PROVIDED ENTRIES >>
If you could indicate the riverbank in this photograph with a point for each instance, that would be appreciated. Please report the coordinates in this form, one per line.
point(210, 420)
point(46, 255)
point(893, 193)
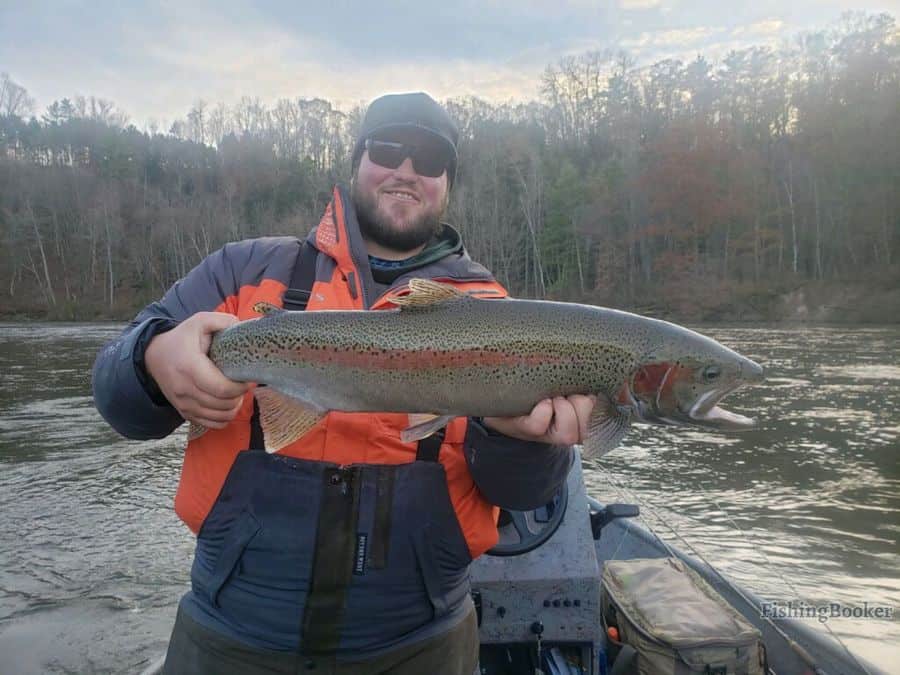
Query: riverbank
point(851, 303)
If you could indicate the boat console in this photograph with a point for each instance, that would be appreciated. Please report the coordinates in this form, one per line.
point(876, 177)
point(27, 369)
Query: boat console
point(545, 596)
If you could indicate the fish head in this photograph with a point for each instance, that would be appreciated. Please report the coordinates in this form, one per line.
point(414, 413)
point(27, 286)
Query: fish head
point(686, 387)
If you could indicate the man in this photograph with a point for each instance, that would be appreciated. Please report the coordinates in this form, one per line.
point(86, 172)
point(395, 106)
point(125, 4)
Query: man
point(347, 551)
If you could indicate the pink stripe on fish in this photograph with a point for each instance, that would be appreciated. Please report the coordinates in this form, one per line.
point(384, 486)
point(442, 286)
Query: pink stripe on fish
point(425, 359)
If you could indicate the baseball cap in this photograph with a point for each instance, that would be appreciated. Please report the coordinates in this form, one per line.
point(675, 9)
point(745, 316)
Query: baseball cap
point(415, 110)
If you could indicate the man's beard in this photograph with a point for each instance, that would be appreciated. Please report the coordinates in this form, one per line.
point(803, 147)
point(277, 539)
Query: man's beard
point(378, 226)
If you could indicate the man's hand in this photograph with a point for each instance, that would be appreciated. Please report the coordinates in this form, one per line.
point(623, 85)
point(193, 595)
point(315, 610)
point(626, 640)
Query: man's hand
point(560, 421)
point(177, 360)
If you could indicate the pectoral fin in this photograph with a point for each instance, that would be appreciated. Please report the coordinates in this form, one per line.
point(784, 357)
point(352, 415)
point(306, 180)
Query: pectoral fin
point(284, 419)
point(423, 425)
point(608, 425)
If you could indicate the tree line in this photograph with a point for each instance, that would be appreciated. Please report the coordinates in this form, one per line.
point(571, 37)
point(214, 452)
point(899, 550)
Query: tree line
point(679, 187)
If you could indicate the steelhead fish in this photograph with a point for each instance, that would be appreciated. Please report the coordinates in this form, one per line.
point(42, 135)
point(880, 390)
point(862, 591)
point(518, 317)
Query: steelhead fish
point(445, 354)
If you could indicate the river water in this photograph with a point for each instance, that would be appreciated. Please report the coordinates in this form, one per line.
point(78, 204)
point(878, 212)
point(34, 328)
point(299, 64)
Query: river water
point(806, 507)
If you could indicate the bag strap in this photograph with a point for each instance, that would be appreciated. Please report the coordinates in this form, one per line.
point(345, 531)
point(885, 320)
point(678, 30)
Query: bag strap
point(297, 295)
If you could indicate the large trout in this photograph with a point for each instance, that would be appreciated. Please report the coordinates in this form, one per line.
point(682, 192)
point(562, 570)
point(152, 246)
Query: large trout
point(445, 354)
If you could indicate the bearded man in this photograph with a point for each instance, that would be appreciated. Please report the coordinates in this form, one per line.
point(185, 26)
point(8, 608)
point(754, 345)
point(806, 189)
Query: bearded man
point(348, 550)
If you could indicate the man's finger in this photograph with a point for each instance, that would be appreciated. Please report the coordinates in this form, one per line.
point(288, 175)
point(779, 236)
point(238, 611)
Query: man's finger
point(206, 422)
point(202, 400)
point(584, 406)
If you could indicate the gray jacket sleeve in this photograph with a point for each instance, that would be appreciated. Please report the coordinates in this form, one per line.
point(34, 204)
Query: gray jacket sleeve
point(513, 474)
point(124, 394)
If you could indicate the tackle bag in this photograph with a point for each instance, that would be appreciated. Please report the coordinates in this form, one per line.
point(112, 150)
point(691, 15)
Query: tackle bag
point(674, 622)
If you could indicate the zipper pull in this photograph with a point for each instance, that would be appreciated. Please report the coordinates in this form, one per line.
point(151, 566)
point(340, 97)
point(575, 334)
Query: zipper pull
point(537, 628)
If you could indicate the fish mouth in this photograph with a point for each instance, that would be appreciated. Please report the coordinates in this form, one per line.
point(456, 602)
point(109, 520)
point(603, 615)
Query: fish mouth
point(706, 412)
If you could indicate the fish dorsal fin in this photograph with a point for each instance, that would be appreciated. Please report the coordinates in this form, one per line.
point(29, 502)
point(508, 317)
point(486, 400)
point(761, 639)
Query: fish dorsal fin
point(283, 418)
point(607, 426)
point(424, 293)
point(266, 308)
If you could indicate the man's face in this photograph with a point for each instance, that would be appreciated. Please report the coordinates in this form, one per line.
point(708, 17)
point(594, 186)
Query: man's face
point(399, 209)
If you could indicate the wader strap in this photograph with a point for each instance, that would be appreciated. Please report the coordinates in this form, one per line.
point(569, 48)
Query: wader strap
point(304, 276)
point(332, 562)
point(430, 447)
point(381, 527)
point(295, 299)
point(256, 437)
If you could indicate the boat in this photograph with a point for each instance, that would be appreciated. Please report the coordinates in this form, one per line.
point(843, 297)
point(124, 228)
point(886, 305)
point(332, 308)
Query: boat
point(537, 594)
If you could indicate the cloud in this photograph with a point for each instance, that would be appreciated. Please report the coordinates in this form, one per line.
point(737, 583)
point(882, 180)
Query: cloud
point(760, 28)
point(632, 5)
point(677, 38)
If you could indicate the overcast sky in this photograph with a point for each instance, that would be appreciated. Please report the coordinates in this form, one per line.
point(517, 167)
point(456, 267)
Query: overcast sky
point(155, 58)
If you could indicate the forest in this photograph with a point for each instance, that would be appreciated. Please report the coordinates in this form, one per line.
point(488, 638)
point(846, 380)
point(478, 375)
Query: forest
point(700, 189)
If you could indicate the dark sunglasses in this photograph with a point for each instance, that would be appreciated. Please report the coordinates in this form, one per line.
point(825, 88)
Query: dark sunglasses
point(431, 160)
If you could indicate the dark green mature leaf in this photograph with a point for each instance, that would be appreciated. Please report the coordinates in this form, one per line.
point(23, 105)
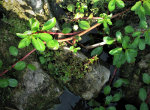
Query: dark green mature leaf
point(115, 51)
point(146, 6)
point(119, 59)
point(44, 36)
point(142, 44)
point(108, 40)
point(13, 82)
point(120, 4)
point(146, 78)
point(13, 50)
point(97, 51)
point(118, 83)
point(3, 83)
point(125, 42)
point(147, 37)
point(1, 63)
point(142, 94)
point(111, 108)
point(144, 106)
point(116, 97)
point(52, 44)
point(107, 90)
point(71, 7)
point(49, 24)
point(31, 67)
point(129, 29)
point(84, 25)
point(130, 55)
point(119, 36)
point(111, 5)
point(24, 42)
point(108, 99)
point(66, 30)
point(38, 44)
point(130, 107)
point(136, 6)
point(20, 65)
point(137, 33)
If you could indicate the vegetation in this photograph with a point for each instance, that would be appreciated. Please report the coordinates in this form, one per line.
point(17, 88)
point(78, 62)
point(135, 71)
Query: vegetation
point(125, 44)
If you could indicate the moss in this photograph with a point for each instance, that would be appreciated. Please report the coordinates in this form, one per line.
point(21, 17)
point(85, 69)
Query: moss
point(64, 66)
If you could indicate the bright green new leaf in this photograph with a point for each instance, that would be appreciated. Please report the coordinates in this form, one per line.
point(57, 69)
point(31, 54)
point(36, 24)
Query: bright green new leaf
point(97, 51)
point(125, 42)
point(147, 37)
point(129, 29)
point(115, 51)
point(31, 67)
point(44, 36)
point(24, 42)
point(130, 55)
point(144, 106)
point(116, 97)
point(1, 63)
point(146, 6)
point(84, 25)
point(111, 108)
point(71, 7)
point(119, 59)
point(107, 90)
point(13, 82)
point(119, 36)
point(146, 78)
point(143, 24)
point(34, 24)
point(108, 99)
point(108, 40)
point(38, 44)
point(120, 4)
point(3, 83)
point(52, 44)
point(142, 44)
point(42, 60)
point(142, 94)
point(49, 24)
point(111, 5)
point(137, 33)
point(136, 6)
point(20, 65)
point(13, 50)
point(130, 107)
point(66, 30)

WHAT TO DO >> Your output should be the lines above from the one that contains "If you could indicate the dark sunglasses" through the one that contains "If you could indicate the bright", word for word, with pictures left out.

RESULT OF THIS EXERCISE >>
If you could indicate the dark sunglasses in this photograph with a point for each instance, that would be appreciated. Please report the coordinates in this form, one per line.
point(825, 88)
Query: dark sunglasses
point(431, 160)
If you could indicate the dark green mature leaf in this photograph with a point for each instance, that would be appreciated. Please report the coordinates in this form, one per line.
point(23, 105)
Query: dark green mature leaf
point(115, 51)
point(146, 6)
point(119, 59)
point(44, 36)
point(142, 44)
point(108, 40)
point(13, 82)
point(120, 4)
point(146, 78)
point(13, 50)
point(97, 51)
point(118, 83)
point(3, 83)
point(125, 42)
point(147, 37)
point(1, 63)
point(142, 94)
point(111, 108)
point(144, 106)
point(116, 97)
point(52, 44)
point(107, 90)
point(71, 7)
point(49, 24)
point(31, 67)
point(129, 29)
point(84, 25)
point(130, 55)
point(119, 36)
point(111, 5)
point(24, 42)
point(108, 99)
point(66, 30)
point(38, 44)
point(130, 107)
point(136, 6)
point(20, 65)
point(137, 33)
If you could indicate the vegetation in this photograph with a point for each instance, that would be appreciated. Please report the coordinates in this form, one per line.
point(17, 88)
point(78, 62)
point(135, 71)
Query: vegetation
point(125, 44)
If you could indicate the moss in this photograph with a point for each instance, that would be appreciated. Please report the coordinates in this form, one per line.
point(21, 17)
point(85, 69)
Query: moss
point(64, 66)
If you could indicate the bright green new leaf in this photograph with a point for each instance, that would be appreciated. Please report the coordinates in this form, one per line.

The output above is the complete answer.